## Requirement
Transcribe the records that follow exactly. Skip the pictures.

Object position labeling entries
+ + +
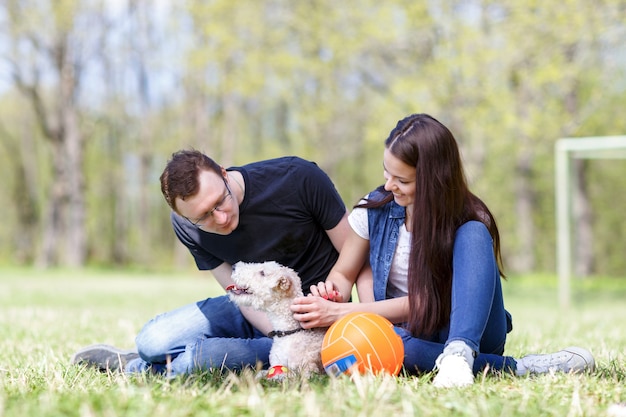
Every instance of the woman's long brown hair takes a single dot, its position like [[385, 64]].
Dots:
[[442, 204]]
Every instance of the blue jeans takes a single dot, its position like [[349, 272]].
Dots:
[[208, 334], [478, 317]]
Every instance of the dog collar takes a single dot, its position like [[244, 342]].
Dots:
[[282, 333]]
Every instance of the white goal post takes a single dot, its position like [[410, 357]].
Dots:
[[567, 149]]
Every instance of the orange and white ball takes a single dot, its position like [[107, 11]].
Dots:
[[362, 342]]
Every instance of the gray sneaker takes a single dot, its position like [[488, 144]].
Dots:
[[572, 359], [104, 357]]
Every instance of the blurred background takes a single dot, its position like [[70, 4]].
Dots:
[[95, 95]]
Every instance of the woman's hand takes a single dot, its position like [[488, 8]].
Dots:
[[327, 291], [314, 311]]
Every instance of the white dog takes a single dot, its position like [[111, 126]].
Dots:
[[271, 287]]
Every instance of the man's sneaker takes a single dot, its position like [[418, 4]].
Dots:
[[453, 366], [572, 359], [104, 357]]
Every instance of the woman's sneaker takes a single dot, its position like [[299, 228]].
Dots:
[[572, 359], [104, 357], [454, 366]]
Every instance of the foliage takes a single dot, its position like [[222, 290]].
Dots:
[[45, 316], [251, 80]]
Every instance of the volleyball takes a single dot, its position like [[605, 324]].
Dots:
[[362, 342]]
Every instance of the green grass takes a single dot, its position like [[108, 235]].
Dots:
[[45, 316]]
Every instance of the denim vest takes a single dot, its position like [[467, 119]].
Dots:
[[384, 229]]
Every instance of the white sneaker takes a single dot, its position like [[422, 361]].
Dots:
[[453, 367], [572, 359]]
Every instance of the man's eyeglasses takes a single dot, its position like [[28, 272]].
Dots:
[[218, 207]]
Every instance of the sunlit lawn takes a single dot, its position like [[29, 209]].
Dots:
[[45, 316]]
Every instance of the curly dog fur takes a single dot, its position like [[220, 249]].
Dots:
[[271, 287]]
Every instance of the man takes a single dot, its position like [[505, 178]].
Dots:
[[286, 210]]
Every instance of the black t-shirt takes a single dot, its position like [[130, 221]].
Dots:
[[288, 205]]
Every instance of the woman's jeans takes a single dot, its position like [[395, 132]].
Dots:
[[209, 334], [214, 334]]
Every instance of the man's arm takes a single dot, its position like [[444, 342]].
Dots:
[[257, 318]]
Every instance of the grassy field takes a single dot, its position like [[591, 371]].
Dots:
[[45, 316]]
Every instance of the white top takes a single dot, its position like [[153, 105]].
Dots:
[[397, 286]]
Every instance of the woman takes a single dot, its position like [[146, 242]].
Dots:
[[434, 250]]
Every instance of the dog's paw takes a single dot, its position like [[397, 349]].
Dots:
[[277, 373]]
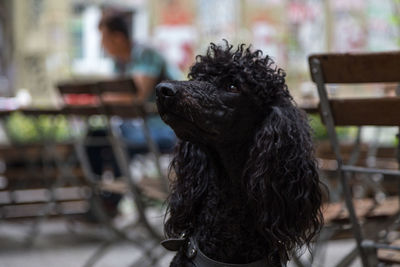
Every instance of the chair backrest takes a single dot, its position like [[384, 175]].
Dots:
[[108, 97], [353, 68]]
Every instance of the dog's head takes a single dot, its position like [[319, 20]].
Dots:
[[228, 95]]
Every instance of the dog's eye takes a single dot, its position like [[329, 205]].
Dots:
[[233, 89]]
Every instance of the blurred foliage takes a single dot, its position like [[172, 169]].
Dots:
[[31, 129], [320, 132]]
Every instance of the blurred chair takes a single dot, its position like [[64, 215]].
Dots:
[[140, 190], [384, 111], [40, 178]]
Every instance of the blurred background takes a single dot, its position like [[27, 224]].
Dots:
[[45, 42]]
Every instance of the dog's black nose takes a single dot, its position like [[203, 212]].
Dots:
[[165, 89]]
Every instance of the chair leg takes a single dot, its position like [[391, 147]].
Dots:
[[353, 218]]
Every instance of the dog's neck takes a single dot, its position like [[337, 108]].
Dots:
[[233, 157]]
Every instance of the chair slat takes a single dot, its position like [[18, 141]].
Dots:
[[359, 67], [125, 85], [359, 112], [77, 88]]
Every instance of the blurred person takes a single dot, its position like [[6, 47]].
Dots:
[[147, 67]]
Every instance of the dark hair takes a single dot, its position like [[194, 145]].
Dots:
[[115, 22]]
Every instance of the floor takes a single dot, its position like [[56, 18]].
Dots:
[[61, 244]]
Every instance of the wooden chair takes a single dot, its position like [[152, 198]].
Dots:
[[41, 178], [98, 93], [351, 69]]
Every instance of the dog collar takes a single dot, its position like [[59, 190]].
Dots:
[[199, 259]]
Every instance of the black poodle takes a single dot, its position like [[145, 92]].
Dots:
[[245, 187]]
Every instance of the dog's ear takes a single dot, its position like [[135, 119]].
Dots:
[[282, 182]]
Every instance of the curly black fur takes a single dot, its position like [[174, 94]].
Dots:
[[245, 182]]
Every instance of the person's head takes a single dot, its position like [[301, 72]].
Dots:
[[115, 35]]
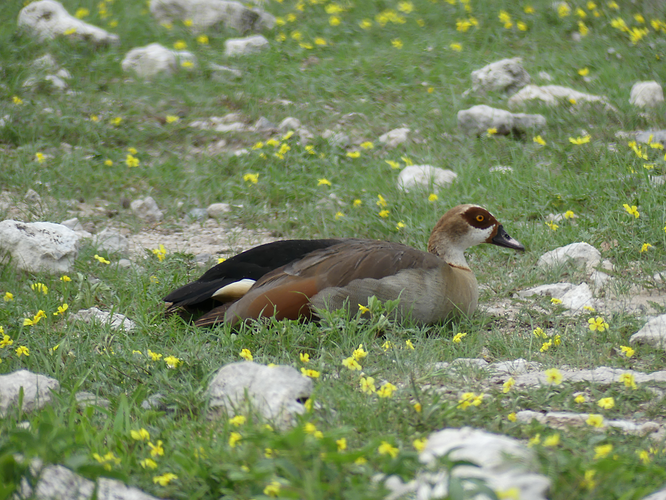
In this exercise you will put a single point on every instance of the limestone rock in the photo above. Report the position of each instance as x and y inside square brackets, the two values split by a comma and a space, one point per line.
[245, 46]
[337, 139]
[425, 176]
[209, 14]
[147, 209]
[646, 94]
[216, 210]
[552, 95]
[222, 73]
[110, 240]
[278, 393]
[478, 119]
[39, 246]
[602, 375]
[154, 59]
[507, 75]
[503, 463]
[577, 298]
[564, 420]
[653, 333]
[554, 290]
[47, 19]
[36, 390]
[581, 253]
[289, 123]
[394, 137]
[114, 320]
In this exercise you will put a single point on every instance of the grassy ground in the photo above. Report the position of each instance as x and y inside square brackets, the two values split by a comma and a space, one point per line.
[406, 71]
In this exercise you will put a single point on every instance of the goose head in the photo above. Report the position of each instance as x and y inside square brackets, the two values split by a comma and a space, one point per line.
[465, 226]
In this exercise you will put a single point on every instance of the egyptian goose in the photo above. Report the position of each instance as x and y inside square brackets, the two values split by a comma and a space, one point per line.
[292, 279]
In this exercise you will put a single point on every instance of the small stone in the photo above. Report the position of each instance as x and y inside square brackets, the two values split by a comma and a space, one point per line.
[477, 120]
[154, 59]
[154, 402]
[36, 390]
[394, 137]
[147, 209]
[263, 124]
[337, 139]
[646, 94]
[577, 298]
[278, 392]
[217, 210]
[426, 177]
[39, 246]
[221, 73]
[89, 399]
[209, 15]
[580, 253]
[111, 241]
[507, 75]
[31, 196]
[555, 290]
[289, 123]
[197, 214]
[653, 333]
[552, 95]
[245, 46]
[48, 19]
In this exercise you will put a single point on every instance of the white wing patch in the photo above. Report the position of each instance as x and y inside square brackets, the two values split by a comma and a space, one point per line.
[234, 290]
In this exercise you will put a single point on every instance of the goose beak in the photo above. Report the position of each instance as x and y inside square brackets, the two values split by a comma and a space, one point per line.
[503, 239]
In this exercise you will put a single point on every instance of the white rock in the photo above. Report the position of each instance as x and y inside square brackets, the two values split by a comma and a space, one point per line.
[503, 463]
[555, 290]
[112, 489]
[115, 321]
[36, 390]
[111, 241]
[224, 72]
[289, 123]
[478, 119]
[218, 209]
[564, 420]
[75, 225]
[154, 59]
[599, 279]
[602, 375]
[39, 246]
[425, 176]
[339, 139]
[513, 368]
[394, 137]
[577, 298]
[657, 495]
[47, 19]
[553, 95]
[653, 333]
[245, 46]
[646, 94]
[147, 209]
[278, 393]
[207, 14]
[507, 75]
[581, 253]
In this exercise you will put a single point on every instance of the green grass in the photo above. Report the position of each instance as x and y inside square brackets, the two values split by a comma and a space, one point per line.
[360, 82]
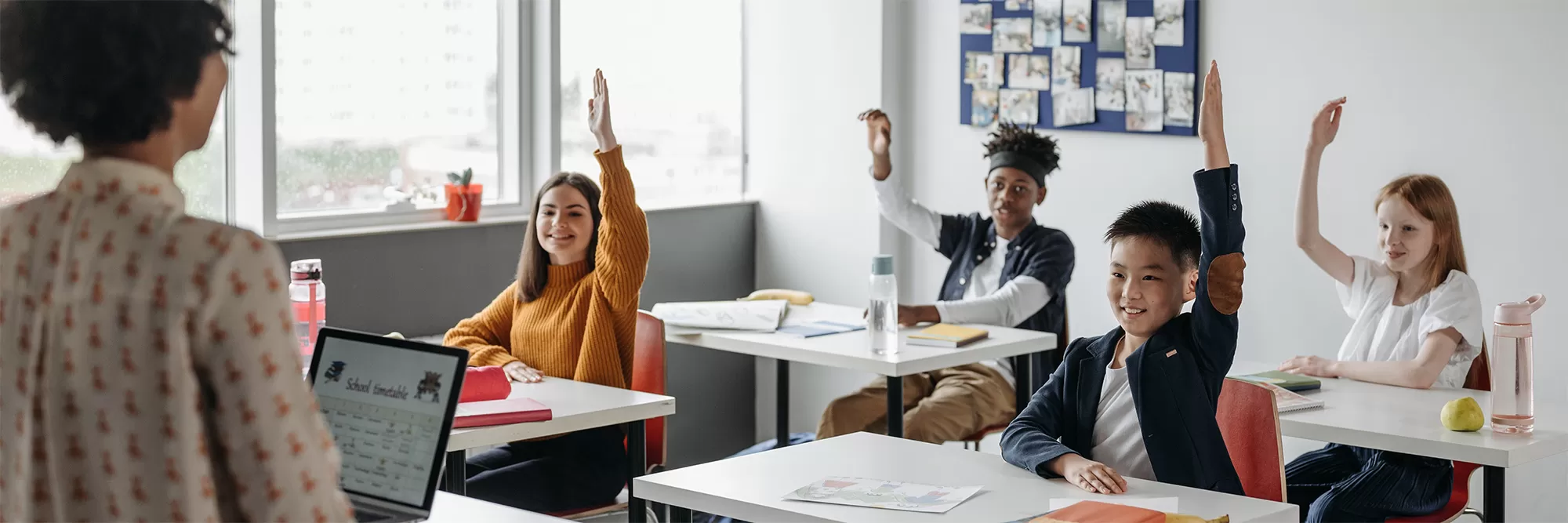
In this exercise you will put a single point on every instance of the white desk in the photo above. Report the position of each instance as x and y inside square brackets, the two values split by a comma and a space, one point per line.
[750, 488]
[451, 508]
[1406, 420]
[852, 351]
+ + +
## Solution for this exercise
Every instance of the woman's long brown hair takes a single dot, its position like [[385, 64]].
Dots:
[[442, 204]]
Every instance of the blue jeans takes a single dot, its position like [[349, 272]].
Dots:
[[208, 334], [478, 317]]
Every instance of the dog collar takes a single dot, its position like [[244, 342]].
Dots:
[[282, 333]]
Every instance of the white goal post takes a single dot, its position like [[410, 357]].
Dots:
[[567, 149]]
Every instance of the orange and white ball takes a single dot, its position like [[107, 11]].
Dots:
[[362, 342]]
Every instance of the gray sneaker takes a single dot, its position like [[488, 144]].
Dots:
[[572, 359], [104, 357]]
Every instance of the blurred background takes a single dot, its position like [[70, 4]].
Dots:
[[95, 95]]
Every instance of the woman's hand takes a single dot, its position like [[488, 8]].
Dots:
[[327, 291], [314, 311]]
Every instance of the white dog takes a single dot, its position like [[111, 126]].
Dots:
[[271, 287]]
Every instance of the man's sneaker takes a single dot, its position like [[418, 4]].
Dots:
[[453, 366], [572, 359], [104, 357]]
Every instance of the woman's sneaker takes a single dot, its position like [[299, 228]].
Dots:
[[572, 359], [104, 357], [454, 366]]
Every instance of the foliage takes a single dot, its position like [[222, 290]].
Dots:
[[45, 316], [251, 80]]
Every instance of the volleyball takes a single dot, its position like [[605, 324]].
Dots:
[[362, 342]]
Every instance of the green grass takes a single dot, its position like [[108, 235]].
Dots:
[[45, 316]]
Every instance of the denim vest takes a single dot, its position like [[467, 119]].
Dots:
[[384, 229]]
Every instance of the white sneaker takes a single dot, its position like [[422, 361]].
Dots:
[[453, 367], [572, 359]]
Every instance of the man's eyeglasses takes a single dot, its position like [[28, 272]].
Dots:
[[218, 207]]
Every instance of the sunlit lawn takes a single dot, its position like [[29, 209]].
Dots:
[[45, 316]]
Every instance of the curly dog fur takes a single dot, its position like [[220, 249]].
Dots:
[[271, 287]]
Every instance of the man takes a single dot, its position like [[505, 178]].
Dots:
[[286, 210]]
Every instance of the black t-shirt takes a single dot, its position like [[130, 221]].
Dots:
[[288, 205]]
Every instance of the woman's jeans takes a single dot, its position like [[395, 132]].
Dots:
[[209, 334], [214, 334]]
Every instance of the man's arm takes a single dot, its position like [[444, 342]].
Dots:
[[257, 318]]
Every instance of the grassy field takes a single dot, its position like [[591, 371]].
Dots:
[[45, 316]]
Every instance of the white top takes a single dot, its position like [[153, 105]].
Dots:
[[397, 286]]
Every instance of the woman takes a single dot, its position like [[146, 242]].
Dots:
[[434, 250]]
Every instance of the dog's paw takes a single dot, its position like [[397, 349]].
Dots:
[[277, 373]]
Every instance of the chair backrest takes a single dot, its position like [[384, 175]].
Dots:
[[108, 97], [353, 68]]
Every instance of the dog's head takes a single dot, its position like [[319, 20]].
Dots:
[[228, 95]]
Every instance of the dog's eye takes a single dot, its position like [[329, 205]].
Dots:
[[233, 89]]
Every instance of the blurred foliage takes a single dot, its position like [[172, 169]].
Dots:
[[31, 129], [320, 132]]
Every instance of the blurred chair takes a single dot, its position like [[64, 215]].
Dots:
[[140, 190], [384, 111], [40, 178]]
Every instance of the blurred background takes a single dot, its position like [[27, 224]].
Dots:
[[45, 42]]
Every instance of the dog's black nose takes a single dot, its position like [[203, 212]].
Dots:
[[165, 89]]
Every instance of the chair leg takes a single dot, its position like [[391, 147]].
Dots:
[[353, 218]]
Every instance of the dog's neck takes a single dot, its position like [[337, 108]].
Dots:
[[233, 157]]
Every instance of the chair slat takes a single dot, its position like [[18, 141]].
Dots:
[[359, 67], [125, 85], [359, 112], [77, 88]]
Every instance of the blurred person takes a single dot, its position like [[6, 47]].
Dots:
[[147, 67]]
Every instance of the dark hair takes a single dot, its position like [[194, 145]].
Dots:
[[115, 22]]
Every instance of the floor takes a single dot, its position like [[56, 18]].
Dots:
[[61, 244]]
Every instance of the wooden chair takes a single dot, its position like [[152, 198]].
Dots:
[[41, 178], [98, 93], [351, 69]]
Every instance of the dog collar takes a single dot, its position like [[59, 190]].
Dots:
[[199, 259]]
Every instance of the black poodle takes a single dot, its position like [[145, 92]].
Dots:
[[245, 187]]
Every instance of the dog's ear takes a single dot, its position like [[135, 119]].
Dots:
[[282, 182]]
Every instance of the curly black fur takes a single dot, its position like [[174, 94]].
Dots:
[[245, 182]]
Every instance of the person's head takes a single dot, its position like [[301, 72]].
Dots:
[[115, 35]]
In this exercise you will put a single point on every instance of the limestone rock in the photo above. Report the position of each instance as x and y inside square brackets, the two values split by a comma and a space, one point per line.
[245, 46]
[337, 139]
[425, 176]
[209, 14]
[147, 209]
[646, 94]
[216, 210]
[552, 95]
[222, 73]
[110, 240]
[278, 393]
[478, 119]
[39, 246]
[602, 375]
[154, 59]
[507, 75]
[503, 463]
[577, 298]
[564, 420]
[653, 333]
[554, 290]
[47, 19]
[36, 390]
[581, 253]
[289, 123]
[394, 137]
[114, 320]
In this exercise you will put a single point on every instance of the grassy ground in the photo above. Report the position of each instance as x and y inside square brackets, the two values split by a comma and a space, one point per line.
[406, 71]
In this exercise you will put a single point on every instance of the goose head in the photo above. Report the position of each instance as x and y inside square brackets, the two values split by a comma and a space, one point per line.
[465, 226]
In this exercise you will put a single point on every instance of the egyptian goose in the photo above. Report the position of each instance as x and y inside square brackets, the two values split by a comma and a space, one point per line.
[292, 279]
In this exercise you will put a single point on every instance of the small stone in the photo above. Report the position of each instance as x and y inside square brackets, the two values split by a comma and a space, one point per line.
[477, 120]
[154, 59]
[154, 402]
[36, 390]
[394, 137]
[147, 209]
[263, 124]
[337, 139]
[646, 94]
[577, 298]
[278, 392]
[217, 210]
[426, 177]
[39, 246]
[221, 73]
[89, 399]
[209, 15]
[580, 253]
[111, 241]
[507, 75]
[31, 196]
[555, 290]
[289, 123]
[197, 214]
[653, 333]
[552, 95]
[245, 46]
[48, 19]
In this exercise you will put a single point on every instance of the white wing patch in the photo above. Report the position of each instance as x and y inside square brackets, the two values split by a comma and a space, one point per line.
[234, 290]
In this exercise you will put a single point on every instance of the goose beak in the photo above. Report the position of each instance as x and y inside square brackets, the two values split by a comma and a space, one point per line.
[503, 239]
In this exercise you will put a single point on every instance of the white rock in the photo above. Report the position of each instance as x and y inside square brackets, the two values split by a comma and a space, one point per line.
[503, 463]
[555, 290]
[112, 489]
[115, 321]
[36, 390]
[111, 241]
[224, 72]
[289, 123]
[478, 119]
[218, 209]
[564, 420]
[75, 225]
[154, 59]
[599, 279]
[602, 375]
[39, 246]
[425, 176]
[339, 139]
[513, 368]
[394, 137]
[577, 298]
[657, 495]
[47, 19]
[553, 95]
[653, 333]
[245, 46]
[646, 94]
[147, 209]
[278, 393]
[207, 14]
[507, 75]
[581, 253]
In this exercise you will put a single point on every instance of the green grass in the photo above. Report the position of each instance as x and y inside square brackets, the two values split by a comma and a space, one point per line.
[360, 82]
In this exercise you will put a single point on every instance of the white desk in the photo above. Report the position of each instance as x and y inside square brackets, the two values split by a comma and a space, one point per line.
[750, 488]
[451, 508]
[1406, 420]
[852, 351]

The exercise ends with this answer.